YOUR TASK: The entries below are to be repeated exactly as they stand.

MATERIAL FOR THIS EXERCISE:
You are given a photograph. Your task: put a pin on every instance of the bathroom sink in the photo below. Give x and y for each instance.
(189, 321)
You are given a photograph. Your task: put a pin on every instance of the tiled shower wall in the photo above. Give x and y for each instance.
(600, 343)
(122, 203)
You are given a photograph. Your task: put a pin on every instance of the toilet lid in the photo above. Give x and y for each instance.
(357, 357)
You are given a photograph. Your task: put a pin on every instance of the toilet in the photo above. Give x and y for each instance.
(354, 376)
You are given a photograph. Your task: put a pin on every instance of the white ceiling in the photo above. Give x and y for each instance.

RESPONSE TO THIS TASK:
You are given a photograph. Your task: put a pin on every instance of the bathroom sink in the photo below. Give x and y for each instance.
(189, 321)
You are given a photograph. Your task: put a pin on every instance of the tiled shower wall in the photo above. Give x and y for each instance.
(600, 343)
(122, 203)
You are given a photograph. Your task: put a pin on every instance of the toilet lid in the photo above. Give x and y for each instance.
(357, 357)
You are given a photograph. Your task: put a pin on every instance of the toilet in the photo above. Give x and y for each instance.
(354, 376)
You are given a photograph. Your task: put a pin on every instance of the white ceiling in the photo above. Give x and y for each instance.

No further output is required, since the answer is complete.